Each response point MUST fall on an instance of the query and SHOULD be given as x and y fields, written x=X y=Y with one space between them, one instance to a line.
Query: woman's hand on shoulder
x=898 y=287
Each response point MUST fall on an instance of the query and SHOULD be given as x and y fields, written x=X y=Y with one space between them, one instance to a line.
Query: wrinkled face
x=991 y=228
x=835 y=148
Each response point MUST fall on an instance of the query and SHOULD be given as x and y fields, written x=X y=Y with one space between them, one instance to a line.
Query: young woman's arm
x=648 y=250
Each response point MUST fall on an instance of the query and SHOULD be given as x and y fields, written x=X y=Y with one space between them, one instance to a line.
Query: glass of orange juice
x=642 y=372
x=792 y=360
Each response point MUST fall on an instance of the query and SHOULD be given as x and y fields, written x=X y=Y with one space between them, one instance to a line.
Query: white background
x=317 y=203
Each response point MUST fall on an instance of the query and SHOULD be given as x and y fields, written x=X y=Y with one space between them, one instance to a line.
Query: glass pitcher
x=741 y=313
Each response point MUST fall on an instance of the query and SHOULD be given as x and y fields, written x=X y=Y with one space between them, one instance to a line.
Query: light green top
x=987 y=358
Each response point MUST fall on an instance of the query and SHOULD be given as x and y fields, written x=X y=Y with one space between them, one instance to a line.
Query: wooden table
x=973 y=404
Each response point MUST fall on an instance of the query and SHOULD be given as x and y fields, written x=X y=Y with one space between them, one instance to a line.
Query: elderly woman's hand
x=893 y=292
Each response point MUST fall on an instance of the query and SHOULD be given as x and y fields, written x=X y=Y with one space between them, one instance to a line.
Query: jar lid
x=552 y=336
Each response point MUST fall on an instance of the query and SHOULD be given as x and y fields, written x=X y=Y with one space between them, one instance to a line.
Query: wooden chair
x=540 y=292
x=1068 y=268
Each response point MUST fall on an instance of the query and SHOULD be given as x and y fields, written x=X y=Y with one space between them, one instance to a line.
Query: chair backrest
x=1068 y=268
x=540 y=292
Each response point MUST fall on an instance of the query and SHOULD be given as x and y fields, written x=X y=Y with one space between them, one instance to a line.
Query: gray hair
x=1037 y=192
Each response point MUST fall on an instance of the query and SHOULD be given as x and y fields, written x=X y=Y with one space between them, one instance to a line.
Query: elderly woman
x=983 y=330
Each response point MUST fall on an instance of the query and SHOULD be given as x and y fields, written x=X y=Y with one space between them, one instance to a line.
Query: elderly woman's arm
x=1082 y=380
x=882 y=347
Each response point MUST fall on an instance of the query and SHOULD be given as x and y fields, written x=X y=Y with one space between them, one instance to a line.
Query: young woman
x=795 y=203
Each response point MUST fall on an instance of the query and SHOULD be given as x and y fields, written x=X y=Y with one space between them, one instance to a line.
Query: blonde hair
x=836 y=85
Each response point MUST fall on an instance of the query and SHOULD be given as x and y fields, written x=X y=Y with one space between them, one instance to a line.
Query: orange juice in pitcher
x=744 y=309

====

*EXERCISE*:
Could you copy out every one of the lines above, word for word and in the same order?

*RESPONSE TO THIS EXERCISE*:
Each response point MUST fall on an instance of the query and SHOULD be given as x and y fields, written x=X y=Y with one space between them, one instance to a line.
Query: woman's hand on shoulder
x=898 y=287
Each response point MUST fall on an instance of the query and SHOULD be given as x and y fields, written x=X y=Y with one space between them, one instance to a line.
Query: wrinkled face
x=991 y=228
x=835 y=148
Each response point MUST fall on an instance of the query and SHOULD be given as x and y fields, written x=X y=Y with one space between them, one instance to a line.
Query: young woman's arm
x=648 y=250
Each response point MUST fall on an instance of the query and SHOULD be given as x and y fields, written x=X y=Y with one space between them, one instance to a line.
Query: glass of orange juice
x=642 y=372
x=792 y=360
Each response point MUST fall on an instance of the query and SHOULD be given as x and y fields, written x=X y=Y with one space between them, one instance to a line.
Query: white background
x=317 y=203
Each response point MUST fall on an instance of the query and SHOULD be given as x and y fields, written x=X y=Y with one space between them, one instance to a line.
Query: glass pitcher
x=741 y=313
Each response point MUST fall on an instance of the query and SHOULD be given as x and y fields, written x=X y=Y with one space between them, one instance to a line.
Query: light green top
x=987 y=358
Each response point MUST fall on an instance of the query and SHOULD be given as x and y fields, written x=X y=Y with one space between them, one instance to a line.
Query: wooden table
x=973 y=404
Each response point MUST fall on an instance of the query and SHOULD be given as x and y fields, written x=X y=Y with one space between them, one instance to a line.
Query: elderly woman's hand
x=893 y=292
Each response point MUST fall on an instance of the query and SHOULD be given as x and y fields, written x=X y=Y with one space between them, one instance to a line.
Query: jar lid
x=552 y=336
Each response point MUST fall on an instance of the query and SHOULD be given as x and y fields, written x=X y=Y with one space between them, one instance to a line.
Query: wooden chair
x=540 y=292
x=1068 y=268
Each response point MUST fall on an instance of the query and SHOULD be given as x and y fields, written x=X y=Y with one space between them, one instance to a line.
Query: chair backrest
x=1068 y=268
x=540 y=292
Each response point MUST fall on an instance of the query and SHOULD be given as x and y fields, written x=X y=Y with one space between them, one instance to a line.
Query: gray hair
x=1037 y=192
Each response point MUST fall on an instance of the query and SHOULD be given as x and y fields, written x=X y=Y with one space between them, one instance to a line.
Query: elderly woman
x=983 y=330
Each response point MUST fall on an instance of the query and SHOULD be given as x and y fields, written x=X y=Y with one space between them, one instance to a line.
Query: elderly woman's arm
x=1082 y=380
x=882 y=347
Each response point MUST fall on an instance of the query and SHOULD be given as x and y fields, written x=X y=Y with one space between them, one instance to a line.
Query: young woman
x=795 y=203
Each response point MUST fall on an instance of the query and SHOULD be given as x and y fields, written x=X y=Y with one space between them, one instance to a line.
Query: blonde hair
x=836 y=85
Each response point MUST fall on an instance of the query and SHOULD be given as x and y fields, written x=X y=Y with one space between them, one instance to a line.
Query: orange juice in pitcher
x=744 y=309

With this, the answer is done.